__Instructions to follow__: Repeat the whole listing exactly as written.

__Record set__:
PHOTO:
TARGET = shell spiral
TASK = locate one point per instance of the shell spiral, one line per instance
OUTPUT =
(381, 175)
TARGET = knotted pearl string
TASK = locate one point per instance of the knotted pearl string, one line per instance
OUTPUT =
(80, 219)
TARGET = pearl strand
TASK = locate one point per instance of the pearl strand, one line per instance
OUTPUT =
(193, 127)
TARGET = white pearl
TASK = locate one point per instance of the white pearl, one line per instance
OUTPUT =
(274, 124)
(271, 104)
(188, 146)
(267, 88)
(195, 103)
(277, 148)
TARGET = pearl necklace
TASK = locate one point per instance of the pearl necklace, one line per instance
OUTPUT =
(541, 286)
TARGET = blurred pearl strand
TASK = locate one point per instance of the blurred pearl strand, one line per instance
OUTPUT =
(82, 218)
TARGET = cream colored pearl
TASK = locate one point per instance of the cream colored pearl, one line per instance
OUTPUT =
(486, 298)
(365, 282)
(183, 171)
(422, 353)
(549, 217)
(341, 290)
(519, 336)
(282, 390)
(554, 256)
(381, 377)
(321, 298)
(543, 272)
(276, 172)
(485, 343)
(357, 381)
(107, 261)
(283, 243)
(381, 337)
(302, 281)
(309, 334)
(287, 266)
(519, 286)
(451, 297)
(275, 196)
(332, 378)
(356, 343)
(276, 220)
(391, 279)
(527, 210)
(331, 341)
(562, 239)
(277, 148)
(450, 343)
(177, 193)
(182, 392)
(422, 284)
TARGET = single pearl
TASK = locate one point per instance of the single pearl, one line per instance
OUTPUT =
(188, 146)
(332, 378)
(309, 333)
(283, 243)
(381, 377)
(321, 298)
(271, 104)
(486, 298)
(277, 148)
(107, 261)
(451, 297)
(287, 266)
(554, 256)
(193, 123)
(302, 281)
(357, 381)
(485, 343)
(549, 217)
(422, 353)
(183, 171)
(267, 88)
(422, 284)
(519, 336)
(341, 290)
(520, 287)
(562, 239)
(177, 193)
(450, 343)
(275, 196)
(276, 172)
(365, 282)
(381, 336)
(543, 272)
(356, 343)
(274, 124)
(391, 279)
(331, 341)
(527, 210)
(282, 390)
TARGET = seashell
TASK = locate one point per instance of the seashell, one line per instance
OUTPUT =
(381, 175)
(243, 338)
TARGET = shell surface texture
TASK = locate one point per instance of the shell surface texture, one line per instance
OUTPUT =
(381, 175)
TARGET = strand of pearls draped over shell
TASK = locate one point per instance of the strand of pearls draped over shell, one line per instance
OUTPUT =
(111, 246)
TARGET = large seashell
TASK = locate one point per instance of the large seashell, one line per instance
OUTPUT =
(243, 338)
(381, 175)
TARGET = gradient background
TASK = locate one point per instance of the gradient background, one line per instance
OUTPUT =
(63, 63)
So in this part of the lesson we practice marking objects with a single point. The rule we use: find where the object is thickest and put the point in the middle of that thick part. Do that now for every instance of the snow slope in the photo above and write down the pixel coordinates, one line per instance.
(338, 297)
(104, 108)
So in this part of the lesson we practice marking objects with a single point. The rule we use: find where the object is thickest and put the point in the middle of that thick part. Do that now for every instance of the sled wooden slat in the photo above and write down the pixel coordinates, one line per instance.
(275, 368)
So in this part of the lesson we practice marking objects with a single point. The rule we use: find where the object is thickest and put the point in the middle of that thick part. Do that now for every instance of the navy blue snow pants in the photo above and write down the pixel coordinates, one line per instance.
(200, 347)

__Task response__:
PHOTO:
TARGET = shell spiral
TASK = locate one point per instance of the shell spiral, one line per instance
OUTPUT =
(381, 175)
TARGET = knotted pearl string
TASK = locate one point per instance of the knotted pearl string, one line per instance
OUTPUT =
(80, 219)
TARGET = pearl strand
TASK = locate one point per instance of the pearl strand, one line per instance
OUTPUT =
(193, 127)
TARGET = white pearl
TASK = locate one point per instance of the white pearl, one line per instance
OUTPUT =
(274, 124)
(271, 104)
(188, 146)
(267, 88)
(195, 103)
(277, 148)
TARGET = pearl necklace
TASK = locate one point per instance of the pearl necklace, one line per instance
OUTPUT =
(541, 286)
TARGET = blurred pearl strand
TASK = locate one point per instance of the blurred pearl strand, one line per instance
OUTPUT =
(82, 218)
TARGET = cream colored pearl
TASK = locate one point per instance of the cream colored pearl, one line per instance
OUTPUT =
(486, 298)
(365, 282)
(183, 171)
(422, 353)
(549, 217)
(341, 290)
(519, 336)
(282, 390)
(554, 256)
(381, 377)
(321, 298)
(543, 272)
(276, 172)
(485, 343)
(357, 381)
(107, 261)
(283, 243)
(381, 337)
(302, 281)
(309, 334)
(287, 266)
(519, 286)
(451, 297)
(275, 196)
(332, 378)
(356, 343)
(276, 220)
(391, 279)
(527, 210)
(331, 341)
(562, 239)
(277, 148)
(450, 343)
(177, 193)
(182, 392)
(422, 284)
TARGET = single pearl
TASK = locate one point per instance of the single pearl, one line per instance
OUTPUT =
(188, 146)
(332, 378)
(309, 333)
(283, 243)
(381, 377)
(321, 298)
(271, 104)
(486, 298)
(277, 148)
(107, 261)
(451, 297)
(287, 266)
(554, 256)
(193, 123)
(302, 281)
(357, 381)
(485, 343)
(549, 217)
(422, 353)
(183, 171)
(267, 88)
(422, 284)
(519, 336)
(341, 290)
(520, 287)
(562, 239)
(177, 193)
(450, 343)
(275, 196)
(276, 172)
(365, 282)
(381, 336)
(543, 272)
(356, 343)
(274, 124)
(391, 279)
(331, 341)
(527, 210)
(282, 390)
TARGET = seashell
TASK = locate one point per instance of the seashell, one line per instance
OUTPUT =
(381, 175)
(243, 338)
TARGET = shell surface texture
TASK = locate one point per instance of the shell surface texture, one line per instance
OUTPUT =
(381, 175)
TARGET = strand of pearls draped over shell
TASK = locate one point per instance of the strand of pearls draped over shell, one line per instance
OUTPUT =
(111, 246)
TARGET = large seashell
TASK = locate one point per instance of the large seashell, one line per instance
OUTPUT =
(243, 338)
(381, 175)
TARGET = gradient background
TASK = locate one point per instance of the gradient background, one line per instance
OUTPUT =
(63, 63)
So in this part of the lesson we practice marking objects with a single point. The rule we use: find where the object is thickest and put the point in the middle of that thick part. Do that now for every instance of the snow slope in the photo above and write down the pixel coordinates, one line per instance.
(338, 297)
(104, 108)
So in this part of the lesson we practice marking objects with a single point. The rule we use: find where the object is thickest and put the point in the middle of that thick part. Do that now for every instance of the sled wooden slat in the photo above and write down the pixel coordinates, one line per instance.
(275, 368)
So in this part of the lesson we practice marking objects with a single point. The rule we use: find where the object is thickest and put the point in the middle of that thick part. Do that now for every instance of the navy blue snow pants in the photo above and write down the pixel coordinates, one line per instance.
(200, 347)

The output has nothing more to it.